▶ Task to carry out: Go through the data and count the lines holding the string "every". Write only the number.

Records supplied: Begin

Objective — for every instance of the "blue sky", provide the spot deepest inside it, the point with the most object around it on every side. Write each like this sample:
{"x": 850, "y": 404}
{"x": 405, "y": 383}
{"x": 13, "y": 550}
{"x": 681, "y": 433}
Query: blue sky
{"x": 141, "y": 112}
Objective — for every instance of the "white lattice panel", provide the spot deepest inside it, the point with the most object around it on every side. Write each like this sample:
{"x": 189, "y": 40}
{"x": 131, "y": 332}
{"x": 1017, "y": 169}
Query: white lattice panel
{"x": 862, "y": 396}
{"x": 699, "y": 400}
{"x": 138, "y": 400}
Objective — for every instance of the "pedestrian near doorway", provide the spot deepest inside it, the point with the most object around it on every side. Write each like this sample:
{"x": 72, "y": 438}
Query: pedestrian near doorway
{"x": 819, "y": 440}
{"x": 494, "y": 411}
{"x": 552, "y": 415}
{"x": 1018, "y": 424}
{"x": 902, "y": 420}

Records supplied: End
Records supplied: Begin

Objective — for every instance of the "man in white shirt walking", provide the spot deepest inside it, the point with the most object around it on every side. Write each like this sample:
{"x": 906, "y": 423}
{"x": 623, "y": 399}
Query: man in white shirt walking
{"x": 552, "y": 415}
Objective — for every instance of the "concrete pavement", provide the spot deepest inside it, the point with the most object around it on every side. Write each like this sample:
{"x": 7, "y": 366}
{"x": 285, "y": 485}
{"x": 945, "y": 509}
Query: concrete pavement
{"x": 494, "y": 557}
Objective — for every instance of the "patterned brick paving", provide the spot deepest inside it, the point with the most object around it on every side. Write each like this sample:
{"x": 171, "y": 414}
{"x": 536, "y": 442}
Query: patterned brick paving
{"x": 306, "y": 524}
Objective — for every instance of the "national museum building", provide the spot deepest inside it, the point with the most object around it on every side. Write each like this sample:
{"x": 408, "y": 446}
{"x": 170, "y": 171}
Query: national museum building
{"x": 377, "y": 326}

Records supplied: End

▶ Task result: 7